■ **The task**
Reproduce every record verbatim but drop the pictures.

(Photo-based referring expression data)

++++++++++

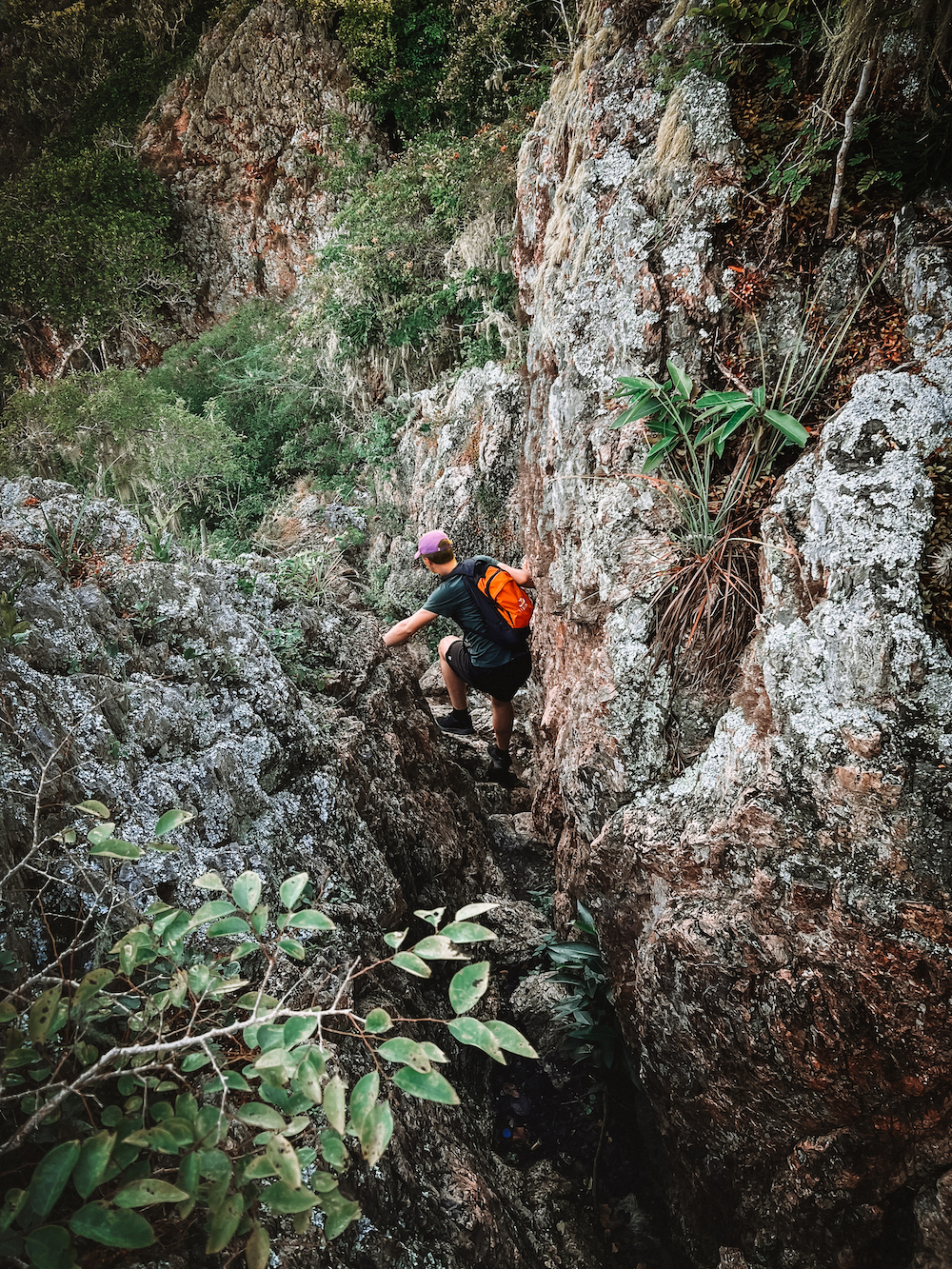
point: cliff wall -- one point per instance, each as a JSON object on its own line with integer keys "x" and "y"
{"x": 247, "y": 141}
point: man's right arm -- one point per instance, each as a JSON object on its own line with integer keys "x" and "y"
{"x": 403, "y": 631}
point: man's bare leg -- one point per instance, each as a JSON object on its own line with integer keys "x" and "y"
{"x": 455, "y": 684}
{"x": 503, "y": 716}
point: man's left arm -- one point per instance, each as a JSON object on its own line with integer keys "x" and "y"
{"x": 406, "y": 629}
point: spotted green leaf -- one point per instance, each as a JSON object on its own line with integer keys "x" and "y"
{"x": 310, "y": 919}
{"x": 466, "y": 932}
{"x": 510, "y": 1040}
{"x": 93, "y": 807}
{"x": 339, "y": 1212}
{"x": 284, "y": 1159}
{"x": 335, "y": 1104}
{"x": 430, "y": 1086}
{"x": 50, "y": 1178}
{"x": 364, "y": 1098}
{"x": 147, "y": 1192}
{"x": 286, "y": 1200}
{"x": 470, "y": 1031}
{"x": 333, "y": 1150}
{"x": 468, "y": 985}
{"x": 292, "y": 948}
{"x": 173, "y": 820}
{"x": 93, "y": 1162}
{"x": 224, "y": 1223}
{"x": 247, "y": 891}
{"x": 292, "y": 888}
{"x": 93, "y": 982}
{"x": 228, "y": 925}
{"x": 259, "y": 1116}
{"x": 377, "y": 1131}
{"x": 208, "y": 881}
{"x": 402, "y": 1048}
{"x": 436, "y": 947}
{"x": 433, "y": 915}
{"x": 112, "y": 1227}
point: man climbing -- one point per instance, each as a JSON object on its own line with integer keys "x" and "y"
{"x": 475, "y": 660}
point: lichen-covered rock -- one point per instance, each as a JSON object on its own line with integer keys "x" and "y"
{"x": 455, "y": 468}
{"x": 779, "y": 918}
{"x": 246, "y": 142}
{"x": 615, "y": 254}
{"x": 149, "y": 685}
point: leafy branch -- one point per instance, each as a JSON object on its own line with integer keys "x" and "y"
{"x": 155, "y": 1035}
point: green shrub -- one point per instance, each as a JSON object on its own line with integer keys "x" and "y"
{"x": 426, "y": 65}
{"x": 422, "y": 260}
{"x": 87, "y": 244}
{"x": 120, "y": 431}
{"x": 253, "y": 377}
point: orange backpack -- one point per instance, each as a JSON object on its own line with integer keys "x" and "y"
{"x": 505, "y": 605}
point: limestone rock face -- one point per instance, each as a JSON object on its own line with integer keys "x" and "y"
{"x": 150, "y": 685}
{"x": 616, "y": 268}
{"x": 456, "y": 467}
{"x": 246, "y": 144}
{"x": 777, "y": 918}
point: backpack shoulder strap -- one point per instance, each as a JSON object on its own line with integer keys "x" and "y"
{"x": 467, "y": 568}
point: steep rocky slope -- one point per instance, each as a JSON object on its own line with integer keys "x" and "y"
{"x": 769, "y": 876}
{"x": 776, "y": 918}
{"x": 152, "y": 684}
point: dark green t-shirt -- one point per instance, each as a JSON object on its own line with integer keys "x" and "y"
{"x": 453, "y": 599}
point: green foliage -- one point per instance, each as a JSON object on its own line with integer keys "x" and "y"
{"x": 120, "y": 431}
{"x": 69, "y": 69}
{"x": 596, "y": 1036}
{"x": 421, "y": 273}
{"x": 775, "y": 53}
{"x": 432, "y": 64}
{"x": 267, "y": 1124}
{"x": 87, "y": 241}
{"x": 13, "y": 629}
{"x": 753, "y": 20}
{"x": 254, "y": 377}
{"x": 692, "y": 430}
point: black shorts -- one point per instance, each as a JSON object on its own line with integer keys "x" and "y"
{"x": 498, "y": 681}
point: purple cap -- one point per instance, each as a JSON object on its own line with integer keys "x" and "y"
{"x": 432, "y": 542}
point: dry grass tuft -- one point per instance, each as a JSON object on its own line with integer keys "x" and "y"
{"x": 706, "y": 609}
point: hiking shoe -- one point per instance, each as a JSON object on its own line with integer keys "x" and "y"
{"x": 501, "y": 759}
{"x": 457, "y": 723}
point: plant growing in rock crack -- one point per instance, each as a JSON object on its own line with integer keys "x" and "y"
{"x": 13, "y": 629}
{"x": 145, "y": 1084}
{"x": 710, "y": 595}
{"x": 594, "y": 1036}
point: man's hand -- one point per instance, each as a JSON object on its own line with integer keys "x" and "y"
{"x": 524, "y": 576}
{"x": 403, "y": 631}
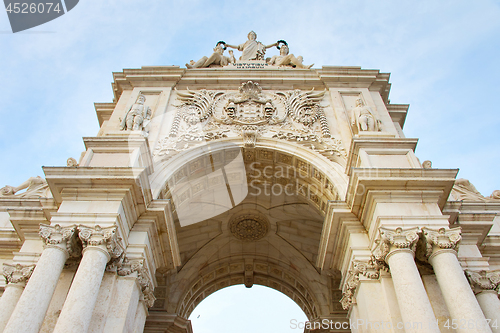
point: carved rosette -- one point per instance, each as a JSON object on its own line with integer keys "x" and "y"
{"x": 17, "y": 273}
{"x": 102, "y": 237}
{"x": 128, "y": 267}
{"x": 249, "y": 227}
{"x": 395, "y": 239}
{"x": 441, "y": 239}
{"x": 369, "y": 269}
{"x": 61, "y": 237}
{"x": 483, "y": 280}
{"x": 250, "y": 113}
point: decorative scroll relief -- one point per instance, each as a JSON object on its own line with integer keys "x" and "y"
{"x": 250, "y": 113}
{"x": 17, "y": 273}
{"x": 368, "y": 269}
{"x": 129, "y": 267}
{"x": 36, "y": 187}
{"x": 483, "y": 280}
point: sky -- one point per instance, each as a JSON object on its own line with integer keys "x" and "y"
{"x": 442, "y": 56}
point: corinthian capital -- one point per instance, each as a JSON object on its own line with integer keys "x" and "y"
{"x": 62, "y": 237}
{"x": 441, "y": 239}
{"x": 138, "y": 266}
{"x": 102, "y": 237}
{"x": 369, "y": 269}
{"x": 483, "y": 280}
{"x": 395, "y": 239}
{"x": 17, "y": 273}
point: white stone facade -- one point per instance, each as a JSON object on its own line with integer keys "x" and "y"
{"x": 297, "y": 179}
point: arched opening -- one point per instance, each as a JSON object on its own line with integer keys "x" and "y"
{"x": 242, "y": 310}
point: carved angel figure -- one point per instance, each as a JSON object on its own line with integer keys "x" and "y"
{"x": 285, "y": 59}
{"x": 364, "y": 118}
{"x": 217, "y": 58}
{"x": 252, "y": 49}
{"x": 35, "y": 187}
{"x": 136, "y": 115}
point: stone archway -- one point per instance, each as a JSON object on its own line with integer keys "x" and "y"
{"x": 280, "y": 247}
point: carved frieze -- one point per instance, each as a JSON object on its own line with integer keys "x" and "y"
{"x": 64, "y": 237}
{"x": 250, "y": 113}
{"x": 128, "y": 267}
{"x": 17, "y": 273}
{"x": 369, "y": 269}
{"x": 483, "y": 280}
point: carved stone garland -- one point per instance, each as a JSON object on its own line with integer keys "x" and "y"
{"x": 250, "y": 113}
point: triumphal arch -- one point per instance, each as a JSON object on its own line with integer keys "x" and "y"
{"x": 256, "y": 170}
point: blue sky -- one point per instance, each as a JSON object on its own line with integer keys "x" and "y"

++++++++++

■ **Finished task**
point: cliff wall -- one point per instance, each as a JSON object on its own line with integer keys "x" and "y"
{"x": 247, "y": 141}
point: man's right arm -- one point per instance, each as a JSON object on its own line with integer keys "x" and "y"
{"x": 403, "y": 631}
point: man's bare leg -- one point per instance, each as a JSON object on its own line with integer keys "x" and "y"
{"x": 455, "y": 684}
{"x": 503, "y": 716}
point: man's left arm -- one point per instance, each as a JSON object on its own line with integer keys "x" and "y"
{"x": 406, "y": 629}
point: spotted green leaf -- one point per instance, each as a JSON object on its own line with integer keys "x" and "y"
{"x": 310, "y": 919}
{"x": 466, "y": 932}
{"x": 510, "y": 1040}
{"x": 93, "y": 807}
{"x": 339, "y": 1212}
{"x": 284, "y": 1159}
{"x": 335, "y": 1104}
{"x": 430, "y": 1086}
{"x": 50, "y": 1178}
{"x": 364, "y": 1098}
{"x": 147, "y": 1192}
{"x": 286, "y": 1200}
{"x": 470, "y": 1031}
{"x": 333, "y": 1150}
{"x": 468, "y": 985}
{"x": 292, "y": 948}
{"x": 173, "y": 820}
{"x": 93, "y": 1162}
{"x": 224, "y": 1223}
{"x": 247, "y": 891}
{"x": 292, "y": 888}
{"x": 93, "y": 982}
{"x": 228, "y": 925}
{"x": 259, "y": 1116}
{"x": 377, "y": 1131}
{"x": 208, "y": 881}
{"x": 402, "y": 1048}
{"x": 436, "y": 947}
{"x": 433, "y": 915}
{"x": 112, "y": 1227}
point: man climbing -- one point per instance, each as a JSON object on its own line with integer keys "x" and "y"
{"x": 475, "y": 660}
point: lichen-covered rock -- one point per instance, each as a JSON object on its own line with integer keys "x" and "y"
{"x": 455, "y": 468}
{"x": 779, "y": 918}
{"x": 246, "y": 142}
{"x": 615, "y": 254}
{"x": 149, "y": 685}
point: leafy branch -- one point per instance, each as a JSON object on its own line with integer keys "x" and "y"
{"x": 155, "y": 1035}
point: green shrub -- one point per instance, each as a JSON object on its own line with integer keys "x" and "y"
{"x": 426, "y": 65}
{"x": 422, "y": 260}
{"x": 87, "y": 244}
{"x": 120, "y": 431}
{"x": 253, "y": 377}
point: orange backpack -- one point per instance, each as a JSON object on its own line with integer keys "x" and "y"
{"x": 505, "y": 605}
point: limestone rock face -- one point per instance, each as a JSON object on its own line with integer keys "x" and "y"
{"x": 150, "y": 685}
{"x": 616, "y": 268}
{"x": 456, "y": 467}
{"x": 246, "y": 144}
{"x": 777, "y": 918}
point: backpack shoulder strap -- one point per instance, each as a JSON object on its own line with integer keys "x" and "y"
{"x": 467, "y": 568}
point: steep rocky slope -- one point per instance, each as a JSON object on its own line with integer keys "x" and "y"
{"x": 769, "y": 876}
{"x": 776, "y": 918}
{"x": 152, "y": 684}
point: dark green t-shirt -- one point per instance, each as a JSON object on its own line with integer keys "x" and "y"
{"x": 453, "y": 599}
point: green foliage -- one point per instance, each as a JSON object on its own line with integer keys "x" and "y"
{"x": 120, "y": 431}
{"x": 69, "y": 69}
{"x": 596, "y": 1036}
{"x": 421, "y": 273}
{"x": 775, "y": 53}
{"x": 432, "y": 64}
{"x": 267, "y": 1124}
{"x": 87, "y": 241}
{"x": 13, "y": 629}
{"x": 753, "y": 20}
{"x": 254, "y": 377}
{"x": 692, "y": 430}
point: black shorts -- one point per instance, each as a JSON object on its own line with integer keys "x" and "y"
{"x": 498, "y": 681}
point: purple cap -- one point per instance, each as a JSON object on its own line with integer keys "x" and "y"
{"x": 432, "y": 542}
point: dry grass tuft -- one point per instance, each as a JSON object on its own line with integer keys "x" and "y"
{"x": 706, "y": 609}
point: hiking shoe -- one point per instance, each as a JSON object on its own line with integer keys "x" and "y"
{"x": 501, "y": 759}
{"x": 457, "y": 723}
point: plant growing in rock crack -- one point per instance, each as a JSON object on its own line with integer keys "x" and "y"
{"x": 13, "y": 629}
{"x": 145, "y": 1084}
{"x": 710, "y": 595}
{"x": 594, "y": 1036}
point: man's hand -- one point per instance, each as a JSON object on its own line with integer keys "x" and "y"
{"x": 524, "y": 576}
{"x": 403, "y": 631}
point: carved rosette -- one point per instance, each as a JSON object on its own line with integer keys "x" and "y"
{"x": 17, "y": 273}
{"x": 102, "y": 237}
{"x": 128, "y": 267}
{"x": 249, "y": 227}
{"x": 395, "y": 239}
{"x": 441, "y": 239}
{"x": 369, "y": 269}
{"x": 61, "y": 237}
{"x": 483, "y": 280}
{"x": 250, "y": 113}
point: decorative scroll relief -- one point per instance, each as a JSON object on its own line with integer keys "x" and "y"
{"x": 250, "y": 113}
{"x": 17, "y": 273}
{"x": 368, "y": 269}
{"x": 129, "y": 267}
{"x": 36, "y": 187}
{"x": 483, "y": 280}
point: sky -- one point per instance, each as a JSON object on its own line with integer keys "x" and "y"
{"x": 442, "y": 56}
point: corinthian capital -- one point per instance, each as a JSON object on its own line with integer keys "x" and "y"
{"x": 62, "y": 237}
{"x": 441, "y": 239}
{"x": 138, "y": 266}
{"x": 102, "y": 237}
{"x": 369, "y": 269}
{"x": 483, "y": 280}
{"x": 395, "y": 239}
{"x": 17, "y": 273}
point: white stone facade -- one point per instance, each as a JSON object on its own line with integer keys "x" and "y"
{"x": 297, "y": 179}
point: arched opening -- one point per instance, each as a JSON object on its own line with integer keys "x" and "y"
{"x": 242, "y": 310}
point: carved angel figure -- one point per instance, each as a JSON object on its own line with integer keys "x" and "y"
{"x": 285, "y": 59}
{"x": 364, "y": 118}
{"x": 217, "y": 58}
{"x": 252, "y": 49}
{"x": 35, "y": 187}
{"x": 136, "y": 115}
point: stone archway -- one point per instance, each as a JSON object on its own line with integer keys "x" and "y"
{"x": 280, "y": 247}
point: carved frieze -- one point per instance, each as a JSON object on its own line with integer keys "x" and "y"
{"x": 64, "y": 237}
{"x": 250, "y": 113}
{"x": 128, "y": 267}
{"x": 17, "y": 273}
{"x": 369, "y": 269}
{"x": 483, "y": 280}
point: carved stone garland -- one point per instance, each as a JSON object on its own line with integer keys "x" and "y"
{"x": 250, "y": 113}
point: triumphal arch -- one point per instance, each as a JSON object on its own line with integer keys "x" and "y"
{"x": 256, "y": 170}
point: blue sky -- one point per instance, each as a JSON object on its own line with integer keys "x" and "y"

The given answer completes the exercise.